RECORDS FOR PROCESSING
○ ○ ○ ○ ○

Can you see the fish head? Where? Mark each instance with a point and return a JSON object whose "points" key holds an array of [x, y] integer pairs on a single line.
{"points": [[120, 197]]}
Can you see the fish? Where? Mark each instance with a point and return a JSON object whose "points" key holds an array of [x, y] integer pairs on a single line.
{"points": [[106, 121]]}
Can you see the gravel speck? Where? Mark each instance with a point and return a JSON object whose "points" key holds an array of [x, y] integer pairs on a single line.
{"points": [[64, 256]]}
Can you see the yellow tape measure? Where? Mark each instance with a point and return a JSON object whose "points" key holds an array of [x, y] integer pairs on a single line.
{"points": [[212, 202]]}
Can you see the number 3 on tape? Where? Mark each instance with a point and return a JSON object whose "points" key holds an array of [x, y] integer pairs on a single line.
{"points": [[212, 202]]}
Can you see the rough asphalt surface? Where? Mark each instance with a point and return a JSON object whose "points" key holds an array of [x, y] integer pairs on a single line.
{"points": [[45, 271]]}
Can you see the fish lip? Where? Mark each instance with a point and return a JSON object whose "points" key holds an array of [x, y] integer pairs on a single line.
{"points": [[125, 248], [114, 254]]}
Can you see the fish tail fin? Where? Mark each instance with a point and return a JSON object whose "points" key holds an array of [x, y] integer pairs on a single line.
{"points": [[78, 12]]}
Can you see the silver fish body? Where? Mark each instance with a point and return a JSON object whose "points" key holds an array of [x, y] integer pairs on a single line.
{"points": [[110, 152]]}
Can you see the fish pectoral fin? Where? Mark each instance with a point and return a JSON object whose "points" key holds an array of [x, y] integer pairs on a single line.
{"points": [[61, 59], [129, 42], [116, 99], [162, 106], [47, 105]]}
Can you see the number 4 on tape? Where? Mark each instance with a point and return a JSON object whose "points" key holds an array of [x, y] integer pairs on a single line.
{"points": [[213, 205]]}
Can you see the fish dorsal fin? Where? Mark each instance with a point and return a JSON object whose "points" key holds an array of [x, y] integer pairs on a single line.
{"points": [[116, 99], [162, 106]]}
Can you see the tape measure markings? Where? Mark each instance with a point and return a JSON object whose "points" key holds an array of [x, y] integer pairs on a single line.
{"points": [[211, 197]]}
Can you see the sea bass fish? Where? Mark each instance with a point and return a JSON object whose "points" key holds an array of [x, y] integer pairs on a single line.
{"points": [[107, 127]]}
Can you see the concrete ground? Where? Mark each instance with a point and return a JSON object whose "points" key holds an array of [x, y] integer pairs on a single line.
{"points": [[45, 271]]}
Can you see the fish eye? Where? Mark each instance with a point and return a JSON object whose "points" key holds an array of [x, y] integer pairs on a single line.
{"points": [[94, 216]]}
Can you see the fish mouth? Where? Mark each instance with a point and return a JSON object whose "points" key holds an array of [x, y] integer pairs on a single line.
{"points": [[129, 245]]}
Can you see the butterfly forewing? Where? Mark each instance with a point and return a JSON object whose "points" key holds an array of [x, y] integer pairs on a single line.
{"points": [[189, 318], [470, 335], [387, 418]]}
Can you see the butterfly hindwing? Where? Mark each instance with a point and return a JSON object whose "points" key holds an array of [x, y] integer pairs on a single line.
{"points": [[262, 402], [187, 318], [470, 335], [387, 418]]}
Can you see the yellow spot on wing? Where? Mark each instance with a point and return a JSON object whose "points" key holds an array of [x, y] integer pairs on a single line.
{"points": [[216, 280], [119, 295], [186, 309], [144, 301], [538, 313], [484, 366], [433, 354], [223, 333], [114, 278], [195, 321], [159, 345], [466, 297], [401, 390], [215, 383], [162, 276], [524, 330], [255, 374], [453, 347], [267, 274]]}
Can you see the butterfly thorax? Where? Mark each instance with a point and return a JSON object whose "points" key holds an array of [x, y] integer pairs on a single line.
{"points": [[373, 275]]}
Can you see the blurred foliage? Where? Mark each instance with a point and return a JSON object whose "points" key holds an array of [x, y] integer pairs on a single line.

○ ○ ○ ○ ○

TO DO
Your task is to repeat every entry exactly.

WORKED SOLUTION
Can you see the fish head? Where? Mark each instance with a point and return a JSON object whose "points" key holds an array of [x, y] integer pairs on a single line.
{"points": [[120, 197]]}
Can you see the fish? Where? Mark each instance with a point and return a JSON object whose "points" key holds an array of [x, y] integer pairs on a single line.
{"points": [[106, 121]]}
Can you see the gravel speck? Where? Mark each instance with a point and return a JSON object whose "points" key holds an array of [x, y] integer pairs on a single line.
{"points": [[64, 256]]}
Can you see the yellow tape measure? Where? Mark each instance with a point and return a JSON object whose "points" key holds an array of [x, y] integer pairs on a single line.
{"points": [[212, 202]]}
Can you see the number 3 on tape? Where? Mark each instance with a point and return a JSON object whose "points" key holds an array of [x, y] integer pairs on a single line.
{"points": [[212, 202]]}
Can you see the rough asphalt surface? Where? Mark each instance with a point and return a JSON object whose "points" key holds an array of [x, y] integer pairs on a single line.
{"points": [[45, 271]]}
Can you see the fish lip? Where? Mark each instance with a point and return a JSON object whose "points" key holds an array of [x, y] integer pairs on a single line.
{"points": [[125, 248], [114, 254]]}
Can you see the fish tail fin? Where? Mark each instance with a point and return a JSON object whose "points" key holds an array of [x, y] integer pairs on a single line.
{"points": [[78, 12]]}
Can you see the silver fish body? Where? Mark each instance with a point and return a JSON object whose "points" key holds an array of [x, y] integer pairs on a single line.
{"points": [[110, 152]]}
Can you see the fish pectoral fin? Where? Mark each instance with a point and return a JSON object whose "points" key holds an array of [x, y] integer pairs on a single line.
{"points": [[61, 59], [129, 42], [116, 99], [162, 106], [47, 105]]}
Can you see the number 4 on tape? Where? Mark each instance with a point and return a JSON object whose "points" key holds an array of [x, y] integer pairs on a single line.
{"points": [[213, 205]]}
Can you see the fish dorsal fin? Where? Mark each instance with a point and return a JSON object whose "points" key holds an array of [x, y] integer pairs on a single line.
{"points": [[116, 99], [162, 106]]}
Can you see the tape measure markings? Where? Mark each instance with a point and return a JSON object whose "points" key holds an array of [x, y] integer pairs on a single line.
{"points": [[211, 197]]}
Can you see the sea bass fish? Where? Mark each instance with a point and return a JSON object whose "points" key holds an array of [x, y] integer pairs on a single line.
{"points": [[107, 127]]}
Can you see the concrete ground? Where? Mark each instance with a point and return a JSON object whose "points" key holds an array of [x, y] integer pairs on a single line.
{"points": [[45, 271]]}
Can you see the fish eye? Where? Mark each instance with a point and return a JSON object whose "points" key holds an array of [x, y] integer pairs on a single line.
{"points": [[94, 216]]}
Can you see the fish mouth? Where? Mark each instance with a point and return a JSON object whose "points" key holds an array of [x, y] integer pairs on a single line.
{"points": [[129, 245]]}
Can you see the butterfly forewing? Where? Mark each instance with a point and return a JSON object whose "points" key holds an array of [x, y] integer pairs on a single line.
{"points": [[189, 318], [470, 335], [387, 418]]}
Can you see the butterfly hindwing? Where? Mark each instance with a point and return a JSON object whose "points" key holds an array of [x, y] integer pairs on a single line.
{"points": [[262, 402], [187, 318], [470, 335], [387, 418]]}
Can you see the yellow spot on wing? Where? Mark each instance with a point and return a JSON object whose "points" key holds an array of [x, y] integer pairs on a single line.
{"points": [[216, 280], [119, 295], [186, 309], [144, 301], [538, 313], [484, 366], [433, 354], [223, 333], [114, 278], [195, 321], [159, 345], [466, 297], [401, 390], [215, 383], [162, 276], [524, 330], [255, 374], [453, 347], [267, 274]]}
Can you see the butterfly thorax? Where? Mark each instance with a point and return a JSON object whose "points" key holds an array of [x, y] integer pairs on a single line.
{"points": [[373, 275]]}
Can you see the blurred foliage? Where? Mark each instance with a point and return a JSON object whose "points" key holds an array of [x, y] integer pairs on a single line.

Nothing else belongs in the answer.